How many lines in the rows below contain the string "water"? Case counts. Reply with the number only.

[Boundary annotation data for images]
########
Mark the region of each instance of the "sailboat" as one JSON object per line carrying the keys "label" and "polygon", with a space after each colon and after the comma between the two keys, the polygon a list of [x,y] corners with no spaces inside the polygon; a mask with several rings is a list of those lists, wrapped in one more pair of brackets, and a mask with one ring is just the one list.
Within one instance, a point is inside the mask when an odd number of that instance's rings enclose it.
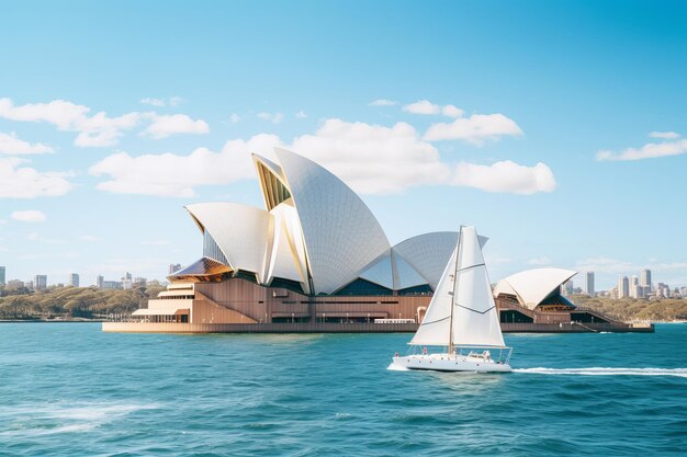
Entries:
{"label": "sailboat", "polygon": [[[437,285],[425,318],[408,343],[415,354],[393,357],[395,367],[436,372],[510,372],[511,349],[498,311],[474,227],[461,227],[458,245]],[[421,346],[420,353],[417,347]],[[429,352],[428,347],[441,347]]]}

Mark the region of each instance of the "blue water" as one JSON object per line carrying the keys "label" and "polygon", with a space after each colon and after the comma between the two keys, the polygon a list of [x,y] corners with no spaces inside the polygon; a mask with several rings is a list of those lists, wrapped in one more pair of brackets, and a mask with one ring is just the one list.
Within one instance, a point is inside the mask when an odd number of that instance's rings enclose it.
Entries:
{"label": "blue water", "polygon": [[510,375],[387,370],[409,336],[3,323],[0,455],[687,454],[687,324],[506,335]]}

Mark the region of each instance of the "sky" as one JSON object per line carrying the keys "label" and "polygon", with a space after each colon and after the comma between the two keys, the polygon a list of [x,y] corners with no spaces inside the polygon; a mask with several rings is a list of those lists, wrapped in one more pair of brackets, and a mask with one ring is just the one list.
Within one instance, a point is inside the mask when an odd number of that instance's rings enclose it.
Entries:
{"label": "sky", "polygon": [[[281,146],[392,244],[474,225],[492,281],[533,267],[687,285],[679,1],[65,1],[0,5],[8,279],[164,279],[183,206],[262,207]],[[573,279],[582,285],[582,275]]]}

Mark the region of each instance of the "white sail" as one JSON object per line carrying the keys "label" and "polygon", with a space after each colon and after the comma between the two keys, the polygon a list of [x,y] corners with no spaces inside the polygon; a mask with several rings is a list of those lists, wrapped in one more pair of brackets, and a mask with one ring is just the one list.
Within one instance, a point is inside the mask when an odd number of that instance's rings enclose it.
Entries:
{"label": "white sail", "polygon": [[463,227],[459,240],[453,306],[453,344],[505,347],[498,311],[474,227]]}
{"label": "white sail", "polygon": [[441,279],[431,297],[425,318],[413,341],[408,344],[447,346],[451,332],[451,304],[453,302],[453,275],[458,247],[453,250]]}

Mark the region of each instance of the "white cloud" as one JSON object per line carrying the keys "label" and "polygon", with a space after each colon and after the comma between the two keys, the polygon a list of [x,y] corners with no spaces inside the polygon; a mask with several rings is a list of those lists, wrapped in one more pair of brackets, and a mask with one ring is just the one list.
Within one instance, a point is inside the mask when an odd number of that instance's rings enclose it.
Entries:
{"label": "white cloud", "polygon": [[109,176],[98,188],[116,194],[190,197],[193,187],[227,184],[254,178],[251,152],[271,153],[281,140],[274,135],[256,135],[248,141],[227,141],[221,152],[205,148],[189,156],[173,153],[132,157],[126,152],[109,156],[90,168],[93,175]]}
{"label": "white cloud", "polygon": [[21,163],[13,158],[0,159],[0,198],[59,196],[72,188],[66,180],[70,173],[41,172]]}
{"label": "white cloud", "polygon": [[460,139],[476,146],[485,141],[496,141],[502,136],[521,136],[522,130],[515,121],[497,114],[473,114],[470,117],[459,117],[452,123],[438,123],[429,127],[425,139],[439,141]]}
{"label": "white cloud", "polygon": [[19,139],[15,133],[0,133],[0,153],[23,155],[46,152],[55,152],[55,150],[42,142],[32,145],[29,141]]}
{"label": "white cloud", "polygon": [[446,105],[441,108],[441,114],[443,114],[444,116],[449,116],[449,117],[460,117],[465,112],[463,110],[453,105]]}
{"label": "white cloud", "polygon": [[436,105],[428,100],[420,100],[418,102],[410,103],[409,105],[405,105],[403,111],[413,114],[439,114],[441,106]]}
{"label": "white cloud", "polygon": [[280,124],[283,121],[284,115],[282,113],[272,114],[272,113],[262,112],[262,113],[258,113],[258,117],[264,121],[270,121],[274,124]]}
{"label": "white cloud", "polygon": [[143,245],[169,245],[171,243],[167,240],[151,240],[151,241],[143,241],[140,244]]}
{"label": "white cloud", "polygon": [[140,103],[150,106],[165,106],[165,100],[162,99],[142,99]]}
{"label": "white cloud", "polygon": [[164,114],[154,115],[153,122],[143,132],[143,135],[147,135],[154,139],[167,138],[176,134],[207,134],[210,127],[205,121],[193,121],[185,114]]}
{"label": "white cloud", "polygon": [[[176,106],[180,98],[169,99]],[[143,99],[142,103],[160,106],[161,99]],[[11,99],[0,99],[0,117],[19,122],[46,122],[59,130],[77,132],[74,144],[79,147],[102,148],[119,142],[124,132],[149,123],[144,135],[151,138],[166,138],[173,134],[206,134],[210,127],[204,121],[193,121],[185,114],[158,115],[156,113],[132,112],[110,117],[105,112],[90,115],[91,108],[65,100],[48,103],[14,105]]]}
{"label": "white cloud", "polygon": [[14,212],[11,217],[12,219],[21,222],[44,222],[47,219],[47,216],[44,213],[35,209]]}
{"label": "white cloud", "polygon": [[0,99],[0,117],[19,122],[46,122],[59,130],[78,132],[75,145],[80,147],[115,145],[123,130],[134,128],[144,117],[136,112],[119,117],[109,117],[105,112],[89,116],[90,111],[88,106],[65,100],[14,105],[11,99]]}
{"label": "white cloud", "polygon": [[378,99],[373,102],[368,103],[370,106],[394,106],[395,104],[397,104],[398,102],[395,102],[393,100],[386,100],[386,99]]}
{"label": "white cloud", "polygon": [[675,132],[652,132],[649,134],[651,138],[662,138],[662,139],[676,139],[679,138],[679,134]]}
{"label": "white cloud", "polygon": [[461,163],[454,170],[441,161],[433,145],[423,141],[413,126],[391,127],[327,119],[314,133],[291,145],[275,135],[227,141],[222,151],[205,148],[188,156],[165,153],[132,157],[119,152],[91,167],[108,176],[98,188],[112,193],[192,196],[200,185],[255,179],[250,152],[271,157],[275,146],[308,157],[367,194],[401,192],[418,185],[470,185],[488,192],[531,194],[555,188],[553,173],[543,163],[528,168],[514,162],[492,167]]}
{"label": "white cloud", "polygon": [[453,184],[486,192],[525,195],[552,192],[556,186],[553,172],[544,163],[525,167],[510,160],[492,165],[461,162],[457,167]]}
{"label": "white cloud", "polygon": [[528,262],[528,265],[551,265],[551,259],[549,259],[548,256],[541,256],[541,258],[536,258],[536,259],[531,259]]}
{"label": "white cloud", "polygon": [[315,135],[294,139],[291,148],[367,194],[437,184],[450,175],[437,149],[406,123],[385,127],[327,119]]}
{"label": "white cloud", "polygon": [[[36,212],[36,213],[40,213],[40,212]],[[29,221],[30,222],[43,222],[45,220],[45,215],[43,215],[43,217],[44,217],[43,220],[29,220]],[[41,235],[38,235],[35,231],[32,232],[32,233],[29,233],[26,236],[26,239],[29,241],[35,241],[35,242],[40,242],[40,243],[43,243],[43,244],[64,244],[66,242],[65,240],[56,240],[56,239],[53,239],[53,238],[42,237]]]}
{"label": "white cloud", "polygon": [[102,238],[97,237],[94,235],[82,235],[79,237],[79,240],[86,241],[88,243],[94,243],[94,242],[102,241]]}
{"label": "white cloud", "polygon": [[153,98],[146,98],[146,99],[142,99],[140,103],[144,105],[150,105],[150,106],[179,106],[181,104],[181,102],[183,102],[183,99],[181,96],[170,96],[168,100],[165,99],[153,99]]}
{"label": "white cloud", "polygon": [[687,139],[679,139],[676,141],[649,142],[639,149],[628,148],[618,153],[609,150],[601,150],[597,152],[596,160],[624,161],[656,159],[660,157],[679,156],[685,152],[687,152]]}
{"label": "white cloud", "polygon": [[47,122],[56,125],[60,130],[75,128],[90,111],[88,106],[65,100],[15,106],[11,99],[0,99],[0,117],[22,122]]}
########
• **Solution below**
2